Below are some entries. Output each one exactly as it appears.

-- start Provided data --

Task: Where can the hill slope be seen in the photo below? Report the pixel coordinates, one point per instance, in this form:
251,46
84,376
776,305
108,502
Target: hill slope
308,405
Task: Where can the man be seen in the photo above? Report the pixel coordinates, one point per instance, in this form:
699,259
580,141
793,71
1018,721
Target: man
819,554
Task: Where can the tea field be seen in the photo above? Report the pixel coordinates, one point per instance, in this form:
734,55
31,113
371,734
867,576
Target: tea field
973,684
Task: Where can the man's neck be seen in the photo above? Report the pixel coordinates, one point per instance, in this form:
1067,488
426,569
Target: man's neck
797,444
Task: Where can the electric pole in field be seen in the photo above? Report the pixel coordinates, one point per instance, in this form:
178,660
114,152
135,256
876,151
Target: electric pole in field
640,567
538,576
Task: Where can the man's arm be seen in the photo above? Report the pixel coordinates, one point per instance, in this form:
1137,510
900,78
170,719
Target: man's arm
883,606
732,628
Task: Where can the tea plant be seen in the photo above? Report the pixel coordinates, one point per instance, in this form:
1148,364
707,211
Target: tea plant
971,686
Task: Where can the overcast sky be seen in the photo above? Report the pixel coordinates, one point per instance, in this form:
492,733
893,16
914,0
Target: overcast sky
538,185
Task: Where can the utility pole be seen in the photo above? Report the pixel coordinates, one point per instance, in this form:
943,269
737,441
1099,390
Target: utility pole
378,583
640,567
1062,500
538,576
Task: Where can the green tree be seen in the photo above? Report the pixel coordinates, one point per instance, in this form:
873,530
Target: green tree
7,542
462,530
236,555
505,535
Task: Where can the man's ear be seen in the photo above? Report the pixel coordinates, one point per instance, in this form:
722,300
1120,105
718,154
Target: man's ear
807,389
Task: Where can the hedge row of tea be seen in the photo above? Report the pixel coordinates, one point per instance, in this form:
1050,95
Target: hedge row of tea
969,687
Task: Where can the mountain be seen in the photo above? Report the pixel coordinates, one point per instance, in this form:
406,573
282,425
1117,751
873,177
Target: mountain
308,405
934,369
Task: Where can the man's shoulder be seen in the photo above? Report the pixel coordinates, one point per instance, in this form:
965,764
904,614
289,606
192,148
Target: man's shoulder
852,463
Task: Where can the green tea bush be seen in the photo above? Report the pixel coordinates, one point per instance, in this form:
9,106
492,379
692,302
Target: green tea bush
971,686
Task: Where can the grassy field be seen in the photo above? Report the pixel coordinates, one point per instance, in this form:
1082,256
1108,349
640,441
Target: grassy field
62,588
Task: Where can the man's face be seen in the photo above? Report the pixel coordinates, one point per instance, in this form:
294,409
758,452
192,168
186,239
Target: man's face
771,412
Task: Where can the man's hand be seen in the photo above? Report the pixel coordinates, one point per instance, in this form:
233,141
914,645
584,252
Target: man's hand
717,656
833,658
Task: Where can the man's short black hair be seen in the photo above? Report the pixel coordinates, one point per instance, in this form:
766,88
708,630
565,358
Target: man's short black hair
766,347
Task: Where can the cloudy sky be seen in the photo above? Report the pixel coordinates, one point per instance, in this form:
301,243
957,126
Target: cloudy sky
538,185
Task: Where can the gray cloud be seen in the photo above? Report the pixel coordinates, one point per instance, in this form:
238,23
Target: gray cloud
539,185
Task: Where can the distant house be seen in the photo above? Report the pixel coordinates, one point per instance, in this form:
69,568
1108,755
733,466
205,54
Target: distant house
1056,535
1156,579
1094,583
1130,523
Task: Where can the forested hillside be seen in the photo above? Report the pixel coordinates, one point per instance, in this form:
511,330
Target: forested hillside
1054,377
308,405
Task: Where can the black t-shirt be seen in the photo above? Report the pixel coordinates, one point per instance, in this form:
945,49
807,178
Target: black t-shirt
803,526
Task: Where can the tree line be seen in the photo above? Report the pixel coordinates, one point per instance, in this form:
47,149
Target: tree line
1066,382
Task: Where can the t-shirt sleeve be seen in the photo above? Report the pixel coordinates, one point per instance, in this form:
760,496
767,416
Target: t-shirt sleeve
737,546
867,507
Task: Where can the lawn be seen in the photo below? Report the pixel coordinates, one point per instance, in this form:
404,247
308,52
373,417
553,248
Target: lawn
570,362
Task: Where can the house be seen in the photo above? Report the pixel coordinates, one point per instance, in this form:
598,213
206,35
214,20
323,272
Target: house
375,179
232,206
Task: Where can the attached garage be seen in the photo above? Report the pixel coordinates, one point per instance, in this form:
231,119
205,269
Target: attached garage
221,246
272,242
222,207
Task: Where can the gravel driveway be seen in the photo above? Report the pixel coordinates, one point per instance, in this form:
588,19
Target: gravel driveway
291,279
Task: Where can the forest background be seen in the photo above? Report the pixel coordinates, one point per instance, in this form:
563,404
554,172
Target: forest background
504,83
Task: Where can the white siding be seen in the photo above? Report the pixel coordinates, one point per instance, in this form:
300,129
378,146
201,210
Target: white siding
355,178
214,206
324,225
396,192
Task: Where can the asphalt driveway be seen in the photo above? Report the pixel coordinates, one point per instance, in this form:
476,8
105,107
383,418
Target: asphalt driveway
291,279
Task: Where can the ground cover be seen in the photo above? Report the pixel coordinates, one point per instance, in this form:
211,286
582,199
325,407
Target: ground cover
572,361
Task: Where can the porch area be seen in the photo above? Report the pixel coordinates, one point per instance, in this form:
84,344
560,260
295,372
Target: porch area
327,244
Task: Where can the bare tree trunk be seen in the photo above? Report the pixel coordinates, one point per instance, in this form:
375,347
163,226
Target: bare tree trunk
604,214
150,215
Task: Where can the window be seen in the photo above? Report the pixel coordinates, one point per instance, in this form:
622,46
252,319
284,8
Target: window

-- end Provided data --

> Solution to this task
Task: Where can the hill slope be seen in the photo below? Report the pixel coordinates, one point per instance, in this form:
251,46
84,376
776,305
108,502
Target: hill slope
308,405
Task: Where can the man be seen in the photo above? Report the pixel coordinates, one point per instance, in this form:
699,259
580,141
793,71
1018,721
Target: man
819,554
Task: Where can the tea field be seen in the photo above? Report the pixel coordinates, one point per instance, in this form:
734,55
31,113
371,734
867,576
Target: tea field
973,684
Task: Where can the man's neck be seen in the photo above? Report the pixel coordinates, one point per instance, in this form:
1067,488
426,569
Target: man's neck
797,444
Task: Where can the electric pole in field be seen in the photo above? Report the pixel coordinates, one point per instance, in this form:
178,660
114,152
135,256
876,151
Target: electric pole in field
640,567
538,576
Task: Where can the man's arm be seen in the photo above? Report the pixel coordinates, one point per instance, in this form:
1137,510
900,78
170,719
Target: man's arm
883,606
732,628
Task: Where can the tea plant be seen in the photo above? Report the pixel coordinates, one point per instance, in this form:
1148,364
707,211
Target: tea plant
971,686
Task: Where can the overcast sky be seen in the photo above? Report the pixel coordinates, one point per instance, in this form:
492,733
893,16
914,0
Target: overcast sky
538,185
Task: Where can the utility pole be seen in the photo above? Report the pixel coordinates, one point per instance, in this form:
943,269
737,441
1099,390
Target: utility pole
378,583
640,567
1062,500
538,576
Task: Where can the green tree be seen in the photo above? Report the pixel coordinates, one point per instance, in this form:
873,530
Target: green tree
7,542
462,530
236,555
505,535
Task: Where can the man's ear be seen in the photo above? Report the pixel coordinates, one point per instance, in this form:
722,300
1120,105
718,154
Target: man's ear
807,389
Task: Where can the hedge row of tea be seen in the photo above? Report the pixel coordinates, one point per instance, in this form:
1050,95
Target: hedge row of tea
969,687
Task: Where can the mountain be seen in the photo above? Report the pixel coordinates, one point per instance, in this form:
406,573
282,425
1117,751
873,177
Target: mountain
308,405
934,369
Task: Where can the man's shoulder be seen in the photo above? Report the pixel coordinates, one point per instance, in this form:
965,764
904,614
289,606
192,148
Target: man's shoulder
852,463
Task: Where can the green tea bush be seen in the photo above? Report the pixel coordinates, one point per instance, in this form:
9,106
492,379
692,302
Target: green tea bush
971,686
Task: Where can the grassy field be seen in the photo above? Report the pixel coordinates, one point per instance, in this form:
1082,256
1108,349
640,441
Target: grassy field
62,588
Task: Where can the man's face be seen in the photo above? Report the pixel coordinates, one point per instance, in this form:
294,409
758,452
192,168
186,239
Target: man's face
771,412
Task: Where can the man's hand be seen in the photo above? Report the pixel coordinates, one point per instance, in this form:
233,141
914,645
584,252
Target: man's hand
717,656
833,658
Task: Where can the man's short black hair be seen in the photo above? Report the pixel coordinates, one point per instance, in this form:
766,88
708,630
565,358
Target: man's short black hair
766,347
Task: Where can the cloudy sky be seen in the photo above? Report the pixel coordinates, one point per instance, in this form:
301,243
957,126
Target: cloudy sky
538,185
Task: Where can the gray cloud be seen in the photo above? Report the pixel coordinates, one point per instance, in this form:
238,23
Target: gray cloud
539,185
Task: Where can the distant house be seen in the photo above? Report the pixel coordinates, one point per instance, in this form:
69,568
1108,755
733,466
205,54
Target: distant house
1056,535
1156,579
1094,583
1130,523
Task: Where can the forested hillside be seen in the photo above? Report the pixel coordinates, one point per instance, in this form:
511,330
Target: forested hillside
1054,377
308,405
Task: Where can the black t-shirt be seen in the photo above? Report the pixel coordinates, one point per instance, in this form:
945,49
807,178
Target: black t-shirt
803,526
Task: Where can the tree line be seen in the photo above? Report the pixel coordinates, one point per instance, in this form:
47,149
Target: tree line
1066,382
Task: Where can the t-shirt sleeve be seen in the photo above? Report the pixel coordinates, one point per instance, in this form:
760,496
767,416
Target: t-shirt sleeve
737,546
867,507
Task: Where can the lawn be seen in the photo below? Report the pixel coordinates, one point per instance, in this form:
404,247
308,52
373,417
553,248
Target: lawn
570,362
Task: Where can the house be seen in the photo above? Report the pixel coordinates, one point per instance, in this form:
598,213
206,35
214,20
323,272
Target: house
375,179
232,206
Task: Where can the attached garage be seen in the photo above? Report the pixel coordinates, one point per instance, in this form:
231,119
205,269
Target: attached garage
221,246
272,242
222,207
Task: Where can the gravel driveway be seen in the photo above? Report the pixel coordinates, one point per instance, in this form:
588,19
Target: gravel driveway
291,279
Task: Where can the forest background be seen in the photo above? Report the pixel coordinates, one point per instance, in this form:
563,404
554,172
Target: forest background
504,83
Task: Where can the white siding be seen in the photo above? Report the pixel coordinates, one point per instance, in this form:
300,129
378,146
201,210
Target: white siding
355,178
214,206
324,225
396,192
Task: Where can the asphalt driveway be seen in the photo above? Report the pixel coordinates, one point per instance, in this form:
476,8
105,107
383,418
Target: asphalt driveway
291,279
Task: Where can the ground cover be seen in the photo above? Report the pixel coordinates, one point per instance, in this form:
211,286
582,199
325,407
Target: ground cover
572,361
Task: Where can the porch area be seen in the photo above? Report the pixel coordinates, one point per instance, in this form:
84,344
560,260
295,372
Target: porch area
327,244
Task: Where can the bare tree trunk be seen in the photo above? Report the pixel coordinates, one point per instance, in this form:
375,347
163,226
Target: bare tree trunk
604,214
150,215
Task: Where can the window be seen in the photo above? Report the pixel coordinates, one point per instance, in this form:
622,46
252,319
284,8
Target: window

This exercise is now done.